#### Task requirements:
Sift the listing for lines that hold the string "fountain" and pull them out.

---------- Material for the task

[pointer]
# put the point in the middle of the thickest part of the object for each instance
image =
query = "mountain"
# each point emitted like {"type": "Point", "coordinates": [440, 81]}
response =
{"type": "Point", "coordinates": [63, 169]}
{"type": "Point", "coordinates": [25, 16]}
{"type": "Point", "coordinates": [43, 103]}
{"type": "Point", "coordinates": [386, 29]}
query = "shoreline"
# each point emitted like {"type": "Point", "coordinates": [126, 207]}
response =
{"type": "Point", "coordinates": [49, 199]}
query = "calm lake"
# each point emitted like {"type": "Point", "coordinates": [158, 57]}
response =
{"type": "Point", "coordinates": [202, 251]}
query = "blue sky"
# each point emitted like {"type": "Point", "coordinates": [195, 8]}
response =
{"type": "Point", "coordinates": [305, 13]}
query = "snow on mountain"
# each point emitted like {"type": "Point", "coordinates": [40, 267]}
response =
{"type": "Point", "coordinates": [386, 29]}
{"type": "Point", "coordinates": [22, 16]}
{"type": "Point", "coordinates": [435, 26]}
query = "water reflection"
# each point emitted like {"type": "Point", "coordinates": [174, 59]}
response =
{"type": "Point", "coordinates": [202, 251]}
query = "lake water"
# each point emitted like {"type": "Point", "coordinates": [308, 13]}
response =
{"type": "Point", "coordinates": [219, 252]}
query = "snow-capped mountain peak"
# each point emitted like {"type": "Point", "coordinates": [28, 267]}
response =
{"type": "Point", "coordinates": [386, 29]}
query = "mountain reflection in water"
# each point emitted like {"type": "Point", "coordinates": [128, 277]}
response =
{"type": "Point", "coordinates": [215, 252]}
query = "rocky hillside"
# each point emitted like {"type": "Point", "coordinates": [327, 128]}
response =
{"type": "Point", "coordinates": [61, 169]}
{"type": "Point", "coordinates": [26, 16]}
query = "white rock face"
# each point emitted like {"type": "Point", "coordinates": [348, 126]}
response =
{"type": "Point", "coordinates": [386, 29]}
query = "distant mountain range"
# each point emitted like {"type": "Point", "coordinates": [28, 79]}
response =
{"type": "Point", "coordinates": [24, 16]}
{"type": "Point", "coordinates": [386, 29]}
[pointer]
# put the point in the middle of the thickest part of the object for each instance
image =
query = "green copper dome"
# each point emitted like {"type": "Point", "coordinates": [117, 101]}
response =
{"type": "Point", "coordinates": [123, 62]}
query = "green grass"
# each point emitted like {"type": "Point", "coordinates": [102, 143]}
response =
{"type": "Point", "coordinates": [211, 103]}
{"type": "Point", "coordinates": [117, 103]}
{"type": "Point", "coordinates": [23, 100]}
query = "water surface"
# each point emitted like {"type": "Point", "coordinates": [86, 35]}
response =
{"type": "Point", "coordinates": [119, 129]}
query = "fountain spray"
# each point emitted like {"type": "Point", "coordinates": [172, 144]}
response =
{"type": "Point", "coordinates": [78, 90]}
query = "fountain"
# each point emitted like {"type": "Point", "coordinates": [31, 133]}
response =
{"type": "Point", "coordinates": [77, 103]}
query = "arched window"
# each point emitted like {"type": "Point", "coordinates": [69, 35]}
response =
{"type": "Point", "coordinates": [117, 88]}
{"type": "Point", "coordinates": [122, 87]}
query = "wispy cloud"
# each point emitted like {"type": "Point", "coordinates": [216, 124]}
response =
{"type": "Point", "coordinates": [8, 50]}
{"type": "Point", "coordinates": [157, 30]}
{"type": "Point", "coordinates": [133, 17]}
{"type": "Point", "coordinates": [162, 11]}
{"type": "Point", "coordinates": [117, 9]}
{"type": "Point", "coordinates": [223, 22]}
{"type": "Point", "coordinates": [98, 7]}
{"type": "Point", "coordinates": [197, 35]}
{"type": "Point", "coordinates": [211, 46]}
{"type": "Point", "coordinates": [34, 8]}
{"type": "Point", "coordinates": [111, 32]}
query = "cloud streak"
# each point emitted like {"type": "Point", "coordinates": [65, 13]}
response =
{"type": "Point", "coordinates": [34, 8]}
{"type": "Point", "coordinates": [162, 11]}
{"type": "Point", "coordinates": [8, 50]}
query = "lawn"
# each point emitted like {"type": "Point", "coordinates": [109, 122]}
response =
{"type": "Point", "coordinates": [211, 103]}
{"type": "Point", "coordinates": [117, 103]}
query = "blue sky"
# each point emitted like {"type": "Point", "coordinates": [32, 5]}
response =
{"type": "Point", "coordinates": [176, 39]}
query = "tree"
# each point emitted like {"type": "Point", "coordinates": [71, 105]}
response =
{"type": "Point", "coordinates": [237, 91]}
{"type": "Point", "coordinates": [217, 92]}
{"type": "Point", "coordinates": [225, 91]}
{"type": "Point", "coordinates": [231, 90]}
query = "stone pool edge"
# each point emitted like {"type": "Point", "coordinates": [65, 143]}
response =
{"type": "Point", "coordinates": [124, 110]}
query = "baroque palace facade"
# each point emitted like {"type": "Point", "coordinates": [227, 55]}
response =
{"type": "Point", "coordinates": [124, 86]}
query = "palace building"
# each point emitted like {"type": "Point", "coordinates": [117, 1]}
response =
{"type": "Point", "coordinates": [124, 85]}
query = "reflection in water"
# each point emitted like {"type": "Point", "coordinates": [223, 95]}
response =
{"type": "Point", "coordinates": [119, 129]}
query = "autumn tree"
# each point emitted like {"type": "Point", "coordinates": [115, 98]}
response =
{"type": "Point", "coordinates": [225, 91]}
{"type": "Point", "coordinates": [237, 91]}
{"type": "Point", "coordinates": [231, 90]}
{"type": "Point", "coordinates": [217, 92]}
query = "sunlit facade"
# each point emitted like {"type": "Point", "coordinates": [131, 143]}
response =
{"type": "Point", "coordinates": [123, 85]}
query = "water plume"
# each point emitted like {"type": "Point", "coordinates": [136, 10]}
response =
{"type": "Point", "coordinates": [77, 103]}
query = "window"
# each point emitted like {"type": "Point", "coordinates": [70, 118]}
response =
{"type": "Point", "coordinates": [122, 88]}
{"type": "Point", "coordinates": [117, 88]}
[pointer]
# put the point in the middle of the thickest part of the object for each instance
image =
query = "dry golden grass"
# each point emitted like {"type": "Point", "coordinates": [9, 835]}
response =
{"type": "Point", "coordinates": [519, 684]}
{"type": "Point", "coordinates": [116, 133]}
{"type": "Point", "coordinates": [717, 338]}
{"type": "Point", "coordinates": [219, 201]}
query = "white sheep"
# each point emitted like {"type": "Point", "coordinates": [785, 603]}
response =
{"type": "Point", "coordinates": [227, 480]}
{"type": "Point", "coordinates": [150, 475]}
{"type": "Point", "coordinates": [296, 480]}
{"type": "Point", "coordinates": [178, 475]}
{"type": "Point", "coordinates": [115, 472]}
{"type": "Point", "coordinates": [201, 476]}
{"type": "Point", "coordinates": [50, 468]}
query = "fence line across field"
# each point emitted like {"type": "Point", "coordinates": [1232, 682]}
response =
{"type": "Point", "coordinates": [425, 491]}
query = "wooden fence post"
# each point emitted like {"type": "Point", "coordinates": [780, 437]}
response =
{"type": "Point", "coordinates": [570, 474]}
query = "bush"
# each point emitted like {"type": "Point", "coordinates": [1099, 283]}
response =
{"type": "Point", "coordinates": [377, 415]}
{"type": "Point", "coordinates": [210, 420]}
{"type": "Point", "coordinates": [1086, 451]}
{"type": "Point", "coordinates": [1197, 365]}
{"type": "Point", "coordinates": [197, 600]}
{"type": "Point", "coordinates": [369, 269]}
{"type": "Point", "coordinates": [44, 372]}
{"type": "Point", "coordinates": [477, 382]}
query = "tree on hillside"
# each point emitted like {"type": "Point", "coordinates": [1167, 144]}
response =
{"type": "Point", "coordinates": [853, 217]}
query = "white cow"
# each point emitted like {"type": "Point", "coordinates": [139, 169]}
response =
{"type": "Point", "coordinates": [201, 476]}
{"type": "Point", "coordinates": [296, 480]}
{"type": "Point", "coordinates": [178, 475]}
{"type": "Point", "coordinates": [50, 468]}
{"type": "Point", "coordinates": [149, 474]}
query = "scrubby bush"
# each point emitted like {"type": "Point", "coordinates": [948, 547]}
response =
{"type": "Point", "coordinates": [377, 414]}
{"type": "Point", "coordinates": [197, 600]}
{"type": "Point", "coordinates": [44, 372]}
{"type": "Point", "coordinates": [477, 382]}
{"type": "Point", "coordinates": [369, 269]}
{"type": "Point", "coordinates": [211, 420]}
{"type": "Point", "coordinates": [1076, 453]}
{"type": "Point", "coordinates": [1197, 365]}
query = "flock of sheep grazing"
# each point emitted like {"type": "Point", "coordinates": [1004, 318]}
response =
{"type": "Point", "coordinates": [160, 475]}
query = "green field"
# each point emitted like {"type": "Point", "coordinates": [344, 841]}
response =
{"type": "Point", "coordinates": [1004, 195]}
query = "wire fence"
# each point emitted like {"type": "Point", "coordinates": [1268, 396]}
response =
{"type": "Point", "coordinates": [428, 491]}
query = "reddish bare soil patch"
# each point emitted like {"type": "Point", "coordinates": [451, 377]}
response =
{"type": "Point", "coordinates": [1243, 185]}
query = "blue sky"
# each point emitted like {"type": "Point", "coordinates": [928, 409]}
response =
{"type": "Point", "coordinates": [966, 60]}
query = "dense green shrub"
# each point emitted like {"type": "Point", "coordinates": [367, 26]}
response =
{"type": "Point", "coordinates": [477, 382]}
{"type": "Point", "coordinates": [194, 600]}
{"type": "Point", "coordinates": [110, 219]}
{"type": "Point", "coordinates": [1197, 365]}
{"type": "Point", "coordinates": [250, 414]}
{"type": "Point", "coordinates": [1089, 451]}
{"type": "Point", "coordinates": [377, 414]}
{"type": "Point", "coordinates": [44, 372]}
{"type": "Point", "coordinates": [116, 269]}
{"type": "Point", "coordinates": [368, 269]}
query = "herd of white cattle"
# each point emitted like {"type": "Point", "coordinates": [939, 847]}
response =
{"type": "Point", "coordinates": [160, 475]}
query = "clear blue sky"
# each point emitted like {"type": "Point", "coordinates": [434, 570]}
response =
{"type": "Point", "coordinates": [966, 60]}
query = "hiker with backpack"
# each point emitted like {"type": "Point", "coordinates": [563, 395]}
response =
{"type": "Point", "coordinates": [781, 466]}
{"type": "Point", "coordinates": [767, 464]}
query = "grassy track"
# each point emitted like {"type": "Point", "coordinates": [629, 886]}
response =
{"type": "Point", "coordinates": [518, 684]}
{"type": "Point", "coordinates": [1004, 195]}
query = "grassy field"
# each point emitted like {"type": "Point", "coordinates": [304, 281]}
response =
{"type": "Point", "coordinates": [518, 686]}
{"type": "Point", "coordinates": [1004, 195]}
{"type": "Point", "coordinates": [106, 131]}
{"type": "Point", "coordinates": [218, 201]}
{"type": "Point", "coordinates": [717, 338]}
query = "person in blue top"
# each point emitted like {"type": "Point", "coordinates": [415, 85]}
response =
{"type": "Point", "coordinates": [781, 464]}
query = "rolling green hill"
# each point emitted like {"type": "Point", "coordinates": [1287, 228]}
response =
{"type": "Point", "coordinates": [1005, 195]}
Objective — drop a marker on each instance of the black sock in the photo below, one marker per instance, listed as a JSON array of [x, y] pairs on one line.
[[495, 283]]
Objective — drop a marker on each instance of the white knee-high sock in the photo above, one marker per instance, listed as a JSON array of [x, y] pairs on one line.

--------------------

#### Solved problem:
query = "fountain spray"
query = "fountain"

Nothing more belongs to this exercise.